--- To do ---
Count the lines in the listing below that contain the string "target" and reply with only that number.
── Given entries ──
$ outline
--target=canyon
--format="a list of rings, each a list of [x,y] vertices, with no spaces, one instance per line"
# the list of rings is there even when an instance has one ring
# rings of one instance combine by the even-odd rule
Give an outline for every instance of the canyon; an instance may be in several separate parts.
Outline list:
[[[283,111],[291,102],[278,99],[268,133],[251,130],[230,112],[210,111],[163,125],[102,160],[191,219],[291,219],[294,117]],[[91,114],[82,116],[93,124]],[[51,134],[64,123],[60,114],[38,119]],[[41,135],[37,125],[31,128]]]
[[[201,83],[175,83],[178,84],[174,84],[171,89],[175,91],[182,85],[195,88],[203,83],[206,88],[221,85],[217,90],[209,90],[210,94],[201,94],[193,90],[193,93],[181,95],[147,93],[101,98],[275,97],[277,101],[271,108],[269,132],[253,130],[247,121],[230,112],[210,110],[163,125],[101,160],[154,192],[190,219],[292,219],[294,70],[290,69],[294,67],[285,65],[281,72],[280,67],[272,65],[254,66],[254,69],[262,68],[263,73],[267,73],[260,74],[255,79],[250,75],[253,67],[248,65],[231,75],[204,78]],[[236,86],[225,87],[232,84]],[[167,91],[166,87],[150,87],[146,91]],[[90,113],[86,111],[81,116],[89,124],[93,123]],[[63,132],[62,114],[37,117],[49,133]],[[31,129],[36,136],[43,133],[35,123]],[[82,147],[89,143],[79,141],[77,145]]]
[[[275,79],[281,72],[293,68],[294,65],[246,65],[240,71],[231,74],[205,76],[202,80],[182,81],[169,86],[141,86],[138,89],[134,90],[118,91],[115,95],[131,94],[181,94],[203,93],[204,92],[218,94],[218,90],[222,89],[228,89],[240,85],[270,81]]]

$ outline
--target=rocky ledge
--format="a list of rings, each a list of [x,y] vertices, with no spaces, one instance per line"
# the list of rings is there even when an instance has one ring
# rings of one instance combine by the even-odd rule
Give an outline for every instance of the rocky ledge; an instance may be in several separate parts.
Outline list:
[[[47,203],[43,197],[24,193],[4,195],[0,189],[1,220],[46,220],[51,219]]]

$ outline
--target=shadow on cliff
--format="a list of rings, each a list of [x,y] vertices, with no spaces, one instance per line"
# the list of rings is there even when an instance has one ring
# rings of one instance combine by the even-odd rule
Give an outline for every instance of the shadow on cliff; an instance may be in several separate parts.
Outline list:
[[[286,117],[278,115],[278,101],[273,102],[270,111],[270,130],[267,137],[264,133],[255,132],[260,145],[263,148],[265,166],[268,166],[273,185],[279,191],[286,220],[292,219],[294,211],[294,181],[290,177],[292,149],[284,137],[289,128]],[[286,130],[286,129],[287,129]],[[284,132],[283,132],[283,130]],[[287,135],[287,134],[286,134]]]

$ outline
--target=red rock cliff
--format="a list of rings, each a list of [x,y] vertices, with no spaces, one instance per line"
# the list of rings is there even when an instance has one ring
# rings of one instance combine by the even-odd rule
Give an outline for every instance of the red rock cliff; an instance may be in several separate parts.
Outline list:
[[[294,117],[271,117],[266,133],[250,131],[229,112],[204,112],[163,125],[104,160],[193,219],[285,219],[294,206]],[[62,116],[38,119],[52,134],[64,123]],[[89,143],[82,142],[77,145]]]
───
--- Answer to the task ---
4